--- START ---

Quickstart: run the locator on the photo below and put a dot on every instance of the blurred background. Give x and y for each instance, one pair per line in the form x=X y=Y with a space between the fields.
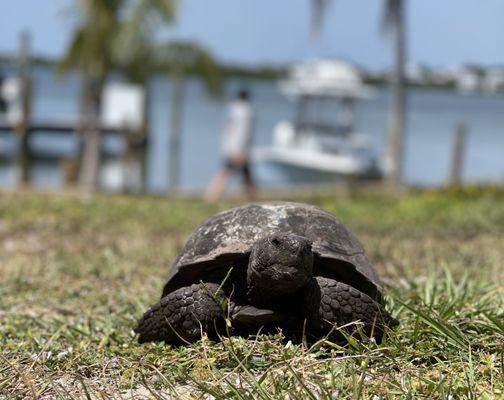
x=134 y=95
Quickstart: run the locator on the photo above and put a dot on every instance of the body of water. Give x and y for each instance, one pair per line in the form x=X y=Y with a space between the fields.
x=432 y=116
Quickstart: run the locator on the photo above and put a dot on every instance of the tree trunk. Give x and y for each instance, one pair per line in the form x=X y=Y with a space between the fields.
x=91 y=157
x=177 y=109
x=396 y=145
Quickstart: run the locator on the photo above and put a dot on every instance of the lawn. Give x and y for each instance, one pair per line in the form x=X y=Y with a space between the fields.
x=75 y=274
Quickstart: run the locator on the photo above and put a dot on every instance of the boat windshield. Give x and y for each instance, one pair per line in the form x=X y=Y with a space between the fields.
x=325 y=115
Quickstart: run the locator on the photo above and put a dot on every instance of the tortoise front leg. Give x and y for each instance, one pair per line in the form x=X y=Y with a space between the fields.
x=183 y=315
x=328 y=302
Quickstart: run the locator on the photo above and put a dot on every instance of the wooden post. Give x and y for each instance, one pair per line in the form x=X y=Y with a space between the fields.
x=177 y=107
x=397 y=131
x=459 y=144
x=23 y=128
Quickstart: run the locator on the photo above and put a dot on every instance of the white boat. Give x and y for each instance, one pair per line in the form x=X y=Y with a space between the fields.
x=322 y=140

--- END ---

* **TASK TO COMPLETE**
The lines from the one containing "of the white" through the last line of the records are to be transcribed exactly, with nothing else added.

* **PROBLEM SOLUTION**
Quickstart: run the locator on the photo above and put a dot on every instance of the white boat. Give x and y for each instance, one pair per line in the form x=X y=Y with a space between the fields.
x=322 y=140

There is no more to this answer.